Rewrite every line of the records below as a numbered list, leaving out any blank lines.
= = =
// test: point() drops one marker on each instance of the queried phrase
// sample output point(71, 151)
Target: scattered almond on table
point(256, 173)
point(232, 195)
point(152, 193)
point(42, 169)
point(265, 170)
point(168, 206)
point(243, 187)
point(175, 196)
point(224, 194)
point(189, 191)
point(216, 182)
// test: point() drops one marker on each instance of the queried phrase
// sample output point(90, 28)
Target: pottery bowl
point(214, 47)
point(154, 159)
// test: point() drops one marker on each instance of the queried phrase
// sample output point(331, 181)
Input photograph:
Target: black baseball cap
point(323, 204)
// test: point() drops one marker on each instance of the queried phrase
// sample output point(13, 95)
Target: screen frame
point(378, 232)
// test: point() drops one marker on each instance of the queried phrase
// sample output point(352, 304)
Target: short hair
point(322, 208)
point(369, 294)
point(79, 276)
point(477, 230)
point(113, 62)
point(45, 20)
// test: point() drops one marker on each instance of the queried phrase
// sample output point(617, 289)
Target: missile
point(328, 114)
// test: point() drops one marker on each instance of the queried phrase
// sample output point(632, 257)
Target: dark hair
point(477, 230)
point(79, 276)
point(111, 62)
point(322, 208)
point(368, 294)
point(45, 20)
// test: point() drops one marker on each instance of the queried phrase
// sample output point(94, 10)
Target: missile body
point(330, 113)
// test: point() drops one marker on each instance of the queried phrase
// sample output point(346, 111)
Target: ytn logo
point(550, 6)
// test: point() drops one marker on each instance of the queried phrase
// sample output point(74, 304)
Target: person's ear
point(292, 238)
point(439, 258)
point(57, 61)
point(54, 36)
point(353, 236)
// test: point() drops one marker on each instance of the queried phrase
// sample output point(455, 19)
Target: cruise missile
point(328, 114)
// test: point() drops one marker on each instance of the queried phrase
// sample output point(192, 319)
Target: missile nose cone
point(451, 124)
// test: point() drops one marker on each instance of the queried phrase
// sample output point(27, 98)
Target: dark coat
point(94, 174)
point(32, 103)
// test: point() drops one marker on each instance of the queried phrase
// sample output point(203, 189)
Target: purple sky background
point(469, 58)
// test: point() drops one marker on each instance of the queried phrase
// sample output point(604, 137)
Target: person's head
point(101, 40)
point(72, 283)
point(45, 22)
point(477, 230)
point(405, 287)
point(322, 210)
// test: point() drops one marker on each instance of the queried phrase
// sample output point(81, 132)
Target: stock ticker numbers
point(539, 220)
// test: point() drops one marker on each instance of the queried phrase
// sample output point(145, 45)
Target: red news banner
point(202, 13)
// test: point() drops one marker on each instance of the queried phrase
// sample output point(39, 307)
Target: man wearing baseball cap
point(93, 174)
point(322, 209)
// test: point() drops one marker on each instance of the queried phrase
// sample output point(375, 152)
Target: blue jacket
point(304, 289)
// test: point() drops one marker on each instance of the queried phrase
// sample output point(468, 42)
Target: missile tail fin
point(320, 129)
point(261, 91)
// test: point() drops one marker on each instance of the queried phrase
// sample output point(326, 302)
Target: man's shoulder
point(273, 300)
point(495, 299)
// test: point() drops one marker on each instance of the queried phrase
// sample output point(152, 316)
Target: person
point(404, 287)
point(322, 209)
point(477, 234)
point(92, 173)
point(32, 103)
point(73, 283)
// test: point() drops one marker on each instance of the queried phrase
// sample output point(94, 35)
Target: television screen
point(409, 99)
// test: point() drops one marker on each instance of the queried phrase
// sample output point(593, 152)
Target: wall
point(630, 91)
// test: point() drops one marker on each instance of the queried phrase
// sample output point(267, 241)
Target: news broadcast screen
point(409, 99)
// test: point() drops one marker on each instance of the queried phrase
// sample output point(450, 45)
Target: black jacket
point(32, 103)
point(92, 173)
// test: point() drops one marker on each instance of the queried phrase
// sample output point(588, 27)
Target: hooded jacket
= = =
- _Result of this task_
1. // test: point() drops one marker on each instance of the queried phrase
2. // sample output point(71, 151)
3. Target: scattered almond on table
4. point(256, 173)
5. point(232, 195)
6. point(152, 193)
7. point(42, 169)
8. point(265, 170)
9. point(168, 206)
10. point(243, 187)
11. point(175, 196)
12. point(224, 194)
13. point(189, 191)
14. point(216, 182)
15. // test: point() drops one marker on each instance of the queried phrase
16. // sample output point(90, 28)
17. Target: pottery bowl
18. point(214, 47)
19. point(154, 159)
20. // test: point() drops one marker on each instance of the queried phrase
21. // sample output point(331, 181)
22. Input photograph:
23. Target: black baseball cap
24. point(323, 204)
25. // test: point() drops one marker on each instance of the queried phrase
26. // sample output point(13, 95)
27. Target: screen frame
28. point(378, 232)
29. // test: point() drops one marker on each instance of the queried phrase
30. // sample output point(352, 304)
31. Target: short hair
32. point(322, 208)
33. point(369, 294)
34. point(79, 276)
35. point(477, 230)
36. point(113, 62)
37. point(45, 20)
38. // test: point() drops one marker on each instance of the queried phrase
39. // sample output point(617, 289)
40. Target: missile
41. point(328, 114)
42. // test: point() drops one marker on each instance of the queried phrase
43. // sample output point(632, 257)
44. Target: dark hair
45. point(477, 230)
46. point(79, 276)
47. point(111, 62)
48. point(322, 208)
49. point(368, 294)
50. point(45, 20)
51. // test: point() drops one marker on each instance of the queried phrase
52. // sample output point(94, 10)
53. Target: missile body
54. point(330, 113)
55. // test: point() drops one marker on each instance of the queried phrase
56. // sample output point(346, 111)
57. Target: ytn logo
58. point(550, 6)
59. // test: point() drops one marker on each instance of the queried phrase
60. // sample output point(74, 304)
61. Target: person's ear
62. point(292, 238)
63. point(439, 258)
64. point(57, 61)
65. point(54, 36)
66. point(353, 236)
67. // test: point() drops one marker on each instance of the queried phrase
68. // sample output point(455, 19)
69. Target: cruise missile
70. point(328, 114)
71. // test: point() drops one marker on each instance of the queried phrase
72. // sample output point(192, 319)
73. Target: missile nose cone
74. point(451, 124)
75. // test: point() drops one marker on each instance of the queried phrase
76. // sample output point(27, 98)
77. Target: dark coat
78. point(94, 174)
79. point(32, 103)
80. // test: point() drops one marker on each instance of the queried phrase
81. // sample output point(203, 189)
82. Target: purple sky background
83. point(469, 58)
84. // test: point() drops one marker on each instance of the queried phrase
85. // sample output point(604, 137)
86. Target: person's head
87. point(101, 40)
88. point(72, 283)
89. point(45, 22)
90. point(477, 230)
91. point(405, 287)
92. point(322, 210)
93. // test: point() drops one marker on each instance of the queried phrase
94. // sample output point(81, 132)
95. Target: stock ticker numbers
96. point(539, 220)
97. // test: point() drops one marker on each instance of the queried phrase
98. // sample output point(145, 45)
99. Target: red news banner
100. point(202, 13)
101. // test: point() drops one marker on each instance of the queried phrase
102. // sample output point(39, 307)
103. Target: man wearing baseball cap
104. point(93, 174)
105. point(322, 209)
106. // test: point() drops one marker on each instance of the queried phrase
107. // sample output point(375, 152)
108. Target: blue jacket
109. point(304, 289)
110. // test: point() drops one marker on each instance of the queried phrase
111. // sample output point(468, 42)
112. Target: missile tail fin
113. point(320, 129)
114. point(261, 91)
115. // test: point() drops one marker on each instance of the queried phrase
116. // sample output point(326, 302)
117. Target: man's shoulder
118. point(273, 300)
119. point(495, 299)
120. // test: point() drops one marker on each instance of the queried phrase
121. // sample output point(152, 316)
122. Target: person
123. point(404, 287)
124. point(322, 209)
125. point(477, 234)
126. point(92, 173)
127. point(32, 103)
128. point(73, 283)
129. // test: point() drops one marker on each instance of the queried phrase
130. // sample output point(94, 35)
131. Target: television screen
132. point(409, 99)
133. // test: point() drops one marker on each instance of the queried phrase
134. // sample output point(593, 152)
135. Target: wall
136. point(630, 91)
137. // test: point() drops one marker on each instance of the queried phrase
138. // sample output point(267, 241)
139. Target: news broadcast screen
140. point(409, 99)
141. // test: point() drops one marker on each instance of the queried phrase
142. // sample output point(450, 45)
143. Target: black jacket
144. point(32, 103)
145. point(92, 173)
146. // test: point() drops one marker on each instance of the queried phrase
147. // sample output point(588, 27)
148. Target: hooded jacket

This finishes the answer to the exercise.